- [Task requirements]
Write out, from the entries below, exactly the lines that run between the lines holding "Could you please outline every instance of the sculpture" and "Could you please outline every instance of the pediment?", inclusive, and stop there.

(Saved data entries)
________________________
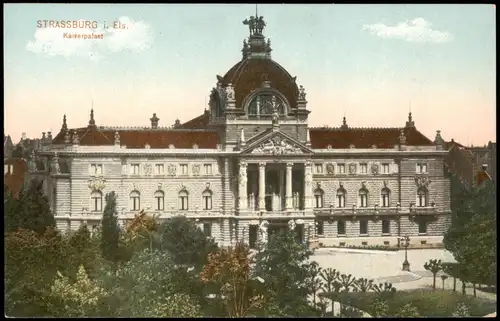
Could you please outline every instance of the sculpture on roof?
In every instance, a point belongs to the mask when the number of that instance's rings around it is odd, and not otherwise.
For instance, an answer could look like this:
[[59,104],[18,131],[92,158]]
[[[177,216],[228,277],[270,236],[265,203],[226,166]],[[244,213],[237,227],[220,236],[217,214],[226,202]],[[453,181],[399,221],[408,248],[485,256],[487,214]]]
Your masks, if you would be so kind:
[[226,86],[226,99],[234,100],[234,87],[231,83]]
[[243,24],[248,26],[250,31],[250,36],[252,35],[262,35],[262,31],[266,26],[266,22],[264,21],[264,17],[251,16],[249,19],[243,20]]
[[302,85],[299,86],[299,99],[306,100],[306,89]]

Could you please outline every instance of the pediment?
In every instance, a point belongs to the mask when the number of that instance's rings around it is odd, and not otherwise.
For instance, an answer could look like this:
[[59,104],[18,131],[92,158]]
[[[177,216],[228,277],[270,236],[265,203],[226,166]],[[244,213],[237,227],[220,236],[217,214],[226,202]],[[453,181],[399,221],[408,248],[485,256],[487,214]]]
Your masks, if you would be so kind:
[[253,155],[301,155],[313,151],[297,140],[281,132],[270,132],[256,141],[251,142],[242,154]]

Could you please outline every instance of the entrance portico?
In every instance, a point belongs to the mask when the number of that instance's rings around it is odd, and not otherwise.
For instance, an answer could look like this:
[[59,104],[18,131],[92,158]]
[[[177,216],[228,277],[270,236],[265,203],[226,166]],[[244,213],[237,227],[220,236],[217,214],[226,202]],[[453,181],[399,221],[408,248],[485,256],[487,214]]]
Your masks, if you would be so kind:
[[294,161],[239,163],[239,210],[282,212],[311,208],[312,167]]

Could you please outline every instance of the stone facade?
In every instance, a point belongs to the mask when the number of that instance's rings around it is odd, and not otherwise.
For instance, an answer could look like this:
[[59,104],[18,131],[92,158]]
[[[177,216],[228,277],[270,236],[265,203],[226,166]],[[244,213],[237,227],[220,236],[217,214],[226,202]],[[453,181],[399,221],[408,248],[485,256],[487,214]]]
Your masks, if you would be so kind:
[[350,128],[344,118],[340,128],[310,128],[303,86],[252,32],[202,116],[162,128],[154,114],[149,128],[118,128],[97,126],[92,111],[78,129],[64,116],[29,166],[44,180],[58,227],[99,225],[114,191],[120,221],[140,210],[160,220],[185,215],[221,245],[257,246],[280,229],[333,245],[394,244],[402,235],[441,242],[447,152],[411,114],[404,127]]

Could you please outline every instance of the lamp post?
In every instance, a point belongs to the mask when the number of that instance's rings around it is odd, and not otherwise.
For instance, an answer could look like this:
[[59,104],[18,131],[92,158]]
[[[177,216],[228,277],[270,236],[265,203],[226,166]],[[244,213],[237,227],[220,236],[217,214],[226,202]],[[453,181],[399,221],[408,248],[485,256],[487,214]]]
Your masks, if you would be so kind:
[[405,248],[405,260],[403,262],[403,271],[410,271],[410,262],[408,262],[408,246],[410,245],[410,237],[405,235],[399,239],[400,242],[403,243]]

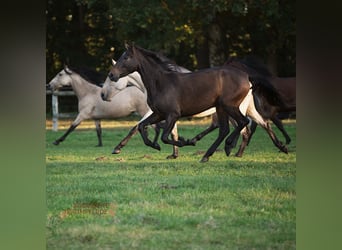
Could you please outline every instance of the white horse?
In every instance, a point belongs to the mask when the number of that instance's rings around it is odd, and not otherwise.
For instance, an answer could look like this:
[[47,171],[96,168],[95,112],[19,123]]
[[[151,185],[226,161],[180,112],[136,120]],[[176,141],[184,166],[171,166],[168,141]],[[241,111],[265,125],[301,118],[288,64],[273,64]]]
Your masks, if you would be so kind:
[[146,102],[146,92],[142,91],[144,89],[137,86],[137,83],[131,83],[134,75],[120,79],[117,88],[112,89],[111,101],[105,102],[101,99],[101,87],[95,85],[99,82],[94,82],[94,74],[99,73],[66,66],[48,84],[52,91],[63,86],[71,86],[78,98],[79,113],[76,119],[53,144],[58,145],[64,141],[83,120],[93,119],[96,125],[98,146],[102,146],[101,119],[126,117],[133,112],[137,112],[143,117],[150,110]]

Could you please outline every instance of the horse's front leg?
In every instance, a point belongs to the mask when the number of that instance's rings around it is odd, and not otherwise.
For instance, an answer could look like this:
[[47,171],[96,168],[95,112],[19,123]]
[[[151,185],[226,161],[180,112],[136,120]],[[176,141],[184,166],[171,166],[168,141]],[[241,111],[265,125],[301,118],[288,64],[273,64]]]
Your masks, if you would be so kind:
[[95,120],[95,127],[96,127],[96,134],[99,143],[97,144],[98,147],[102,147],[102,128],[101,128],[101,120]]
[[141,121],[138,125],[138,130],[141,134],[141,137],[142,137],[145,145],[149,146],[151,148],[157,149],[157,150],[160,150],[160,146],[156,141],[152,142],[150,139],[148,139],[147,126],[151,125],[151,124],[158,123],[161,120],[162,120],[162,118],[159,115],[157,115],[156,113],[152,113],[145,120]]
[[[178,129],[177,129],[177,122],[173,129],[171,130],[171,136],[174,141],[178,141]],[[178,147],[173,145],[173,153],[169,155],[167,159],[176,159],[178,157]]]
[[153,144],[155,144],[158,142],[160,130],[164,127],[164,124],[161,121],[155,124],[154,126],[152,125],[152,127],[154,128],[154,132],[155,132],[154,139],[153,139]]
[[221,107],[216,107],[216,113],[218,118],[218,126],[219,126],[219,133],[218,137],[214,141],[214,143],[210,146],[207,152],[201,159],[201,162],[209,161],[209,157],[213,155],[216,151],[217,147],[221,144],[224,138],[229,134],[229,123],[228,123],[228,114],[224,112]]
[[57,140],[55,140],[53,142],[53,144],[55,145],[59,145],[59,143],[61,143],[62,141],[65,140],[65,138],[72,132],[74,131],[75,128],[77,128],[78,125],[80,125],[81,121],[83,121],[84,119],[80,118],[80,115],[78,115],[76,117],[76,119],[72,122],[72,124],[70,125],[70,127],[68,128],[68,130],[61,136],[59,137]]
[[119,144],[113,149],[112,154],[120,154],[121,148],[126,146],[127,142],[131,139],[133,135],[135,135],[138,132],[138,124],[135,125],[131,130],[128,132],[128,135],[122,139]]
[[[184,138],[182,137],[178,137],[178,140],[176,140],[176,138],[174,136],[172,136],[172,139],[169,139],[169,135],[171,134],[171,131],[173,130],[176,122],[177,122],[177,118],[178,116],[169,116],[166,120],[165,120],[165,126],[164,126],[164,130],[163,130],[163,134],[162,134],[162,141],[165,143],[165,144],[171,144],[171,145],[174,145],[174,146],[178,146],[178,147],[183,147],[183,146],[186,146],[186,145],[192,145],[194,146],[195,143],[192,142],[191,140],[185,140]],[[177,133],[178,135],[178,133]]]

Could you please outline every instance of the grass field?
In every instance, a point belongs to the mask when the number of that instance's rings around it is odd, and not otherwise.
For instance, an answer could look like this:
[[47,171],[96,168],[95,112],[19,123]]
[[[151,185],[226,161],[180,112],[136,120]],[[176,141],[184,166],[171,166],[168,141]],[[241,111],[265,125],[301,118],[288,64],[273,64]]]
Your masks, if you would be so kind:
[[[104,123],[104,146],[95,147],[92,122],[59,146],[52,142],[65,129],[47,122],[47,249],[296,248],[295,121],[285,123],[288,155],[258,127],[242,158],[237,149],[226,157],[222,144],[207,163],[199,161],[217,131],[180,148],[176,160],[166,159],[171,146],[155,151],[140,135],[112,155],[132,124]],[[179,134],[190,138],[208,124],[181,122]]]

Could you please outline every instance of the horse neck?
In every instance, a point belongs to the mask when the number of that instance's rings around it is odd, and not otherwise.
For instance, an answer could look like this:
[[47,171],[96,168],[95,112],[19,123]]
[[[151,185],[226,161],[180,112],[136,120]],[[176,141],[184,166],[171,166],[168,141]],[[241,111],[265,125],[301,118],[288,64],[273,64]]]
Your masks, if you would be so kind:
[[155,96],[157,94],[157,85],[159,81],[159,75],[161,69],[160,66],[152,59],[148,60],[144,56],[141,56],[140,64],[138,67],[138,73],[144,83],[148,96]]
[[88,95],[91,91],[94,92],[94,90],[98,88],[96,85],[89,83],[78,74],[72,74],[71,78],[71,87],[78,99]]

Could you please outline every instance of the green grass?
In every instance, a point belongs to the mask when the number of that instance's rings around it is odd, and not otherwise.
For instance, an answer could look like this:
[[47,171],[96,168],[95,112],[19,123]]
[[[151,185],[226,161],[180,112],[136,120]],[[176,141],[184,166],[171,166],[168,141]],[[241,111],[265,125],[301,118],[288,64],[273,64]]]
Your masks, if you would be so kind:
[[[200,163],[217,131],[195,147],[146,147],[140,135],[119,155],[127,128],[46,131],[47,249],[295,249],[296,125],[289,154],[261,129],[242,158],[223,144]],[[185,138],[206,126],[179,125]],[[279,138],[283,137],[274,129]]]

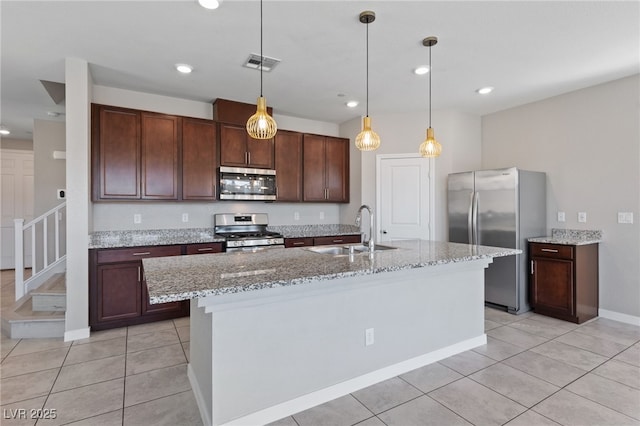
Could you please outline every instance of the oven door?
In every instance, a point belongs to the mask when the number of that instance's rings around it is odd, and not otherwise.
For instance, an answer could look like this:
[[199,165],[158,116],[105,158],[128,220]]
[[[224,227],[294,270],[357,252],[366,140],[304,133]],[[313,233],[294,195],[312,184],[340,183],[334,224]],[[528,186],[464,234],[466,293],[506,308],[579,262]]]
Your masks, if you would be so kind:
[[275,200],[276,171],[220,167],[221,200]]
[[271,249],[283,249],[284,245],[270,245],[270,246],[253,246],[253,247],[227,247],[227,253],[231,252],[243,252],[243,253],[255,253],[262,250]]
________________________
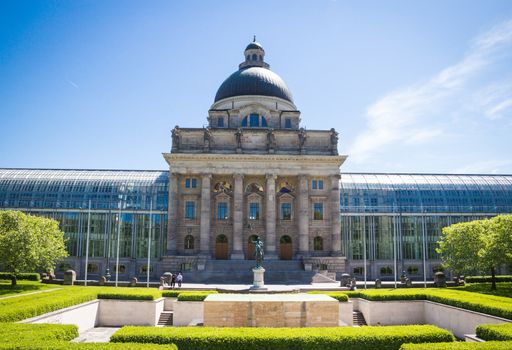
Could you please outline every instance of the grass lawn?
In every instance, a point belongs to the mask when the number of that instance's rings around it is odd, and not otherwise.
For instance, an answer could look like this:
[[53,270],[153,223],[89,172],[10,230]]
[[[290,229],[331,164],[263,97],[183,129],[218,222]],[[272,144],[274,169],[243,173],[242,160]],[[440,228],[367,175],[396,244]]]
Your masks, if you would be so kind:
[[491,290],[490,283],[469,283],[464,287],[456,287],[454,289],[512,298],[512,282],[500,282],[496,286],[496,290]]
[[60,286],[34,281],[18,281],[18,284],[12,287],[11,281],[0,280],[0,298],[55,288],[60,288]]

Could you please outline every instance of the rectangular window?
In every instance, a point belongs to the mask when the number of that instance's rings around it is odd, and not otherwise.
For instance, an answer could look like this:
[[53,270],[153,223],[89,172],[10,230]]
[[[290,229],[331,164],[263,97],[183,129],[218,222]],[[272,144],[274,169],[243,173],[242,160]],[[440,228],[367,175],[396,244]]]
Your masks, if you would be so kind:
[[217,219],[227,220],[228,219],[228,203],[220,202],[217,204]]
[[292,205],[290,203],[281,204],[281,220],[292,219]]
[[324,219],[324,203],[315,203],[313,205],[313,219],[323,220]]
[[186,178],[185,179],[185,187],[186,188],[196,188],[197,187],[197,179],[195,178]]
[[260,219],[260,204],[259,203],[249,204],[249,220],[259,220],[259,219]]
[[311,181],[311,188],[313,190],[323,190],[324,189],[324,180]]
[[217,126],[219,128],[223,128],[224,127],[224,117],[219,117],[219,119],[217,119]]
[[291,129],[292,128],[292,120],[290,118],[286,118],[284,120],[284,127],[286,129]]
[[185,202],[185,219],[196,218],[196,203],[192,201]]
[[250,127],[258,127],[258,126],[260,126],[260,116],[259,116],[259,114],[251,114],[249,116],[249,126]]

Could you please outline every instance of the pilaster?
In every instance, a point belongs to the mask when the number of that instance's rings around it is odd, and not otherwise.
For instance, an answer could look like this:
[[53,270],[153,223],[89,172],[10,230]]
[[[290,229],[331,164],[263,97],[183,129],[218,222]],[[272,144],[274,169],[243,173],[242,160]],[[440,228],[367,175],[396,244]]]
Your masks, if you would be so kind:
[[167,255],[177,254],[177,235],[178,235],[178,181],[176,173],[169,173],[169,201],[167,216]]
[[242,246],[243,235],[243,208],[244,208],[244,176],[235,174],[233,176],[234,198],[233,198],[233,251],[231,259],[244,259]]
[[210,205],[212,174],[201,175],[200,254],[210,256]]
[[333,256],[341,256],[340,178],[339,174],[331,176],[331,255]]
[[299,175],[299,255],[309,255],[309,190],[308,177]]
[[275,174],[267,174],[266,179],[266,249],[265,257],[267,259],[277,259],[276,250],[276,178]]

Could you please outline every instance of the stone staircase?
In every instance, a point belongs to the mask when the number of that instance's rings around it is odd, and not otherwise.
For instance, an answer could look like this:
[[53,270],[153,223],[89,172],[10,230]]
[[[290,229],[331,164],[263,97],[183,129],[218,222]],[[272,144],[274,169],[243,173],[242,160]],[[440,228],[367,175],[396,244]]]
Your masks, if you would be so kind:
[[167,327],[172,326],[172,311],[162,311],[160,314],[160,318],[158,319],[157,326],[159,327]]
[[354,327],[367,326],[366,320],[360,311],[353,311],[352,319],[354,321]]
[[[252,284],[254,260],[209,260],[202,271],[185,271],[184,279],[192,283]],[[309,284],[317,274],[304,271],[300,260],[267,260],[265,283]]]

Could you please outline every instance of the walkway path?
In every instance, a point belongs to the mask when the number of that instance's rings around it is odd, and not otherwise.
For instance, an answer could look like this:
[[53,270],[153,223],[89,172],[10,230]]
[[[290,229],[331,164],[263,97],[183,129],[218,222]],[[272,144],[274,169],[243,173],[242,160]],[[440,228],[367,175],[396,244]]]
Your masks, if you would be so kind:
________________________
- [Final answer]
Could you please outline every instance of the sculpture on roof?
In every instance, a point belongs to the mask when the number of that instance's rings around it is odd, and not otherwise.
For instance, an answer could look like this:
[[59,104],[18,131],[92,158]]
[[[177,216],[228,277],[270,236],[265,203],[226,166]],[[244,213],[237,227],[220,236],[217,214],[226,202]],[[453,181],[399,221],[408,248],[485,256],[487,214]]]
Your masks, if you would be so kind:
[[226,86],[226,99],[234,100],[234,87],[231,83]]
[[243,24],[248,26],[250,31],[250,36],[252,35],[262,35],[262,31],[266,26],[266,22],[264,21],[264,17],[251,16],[249,19],[243,20]]
[[302,85],[299,86],[299,99],[306,100],[306,89]]

Could you please outline every instance of the pediment?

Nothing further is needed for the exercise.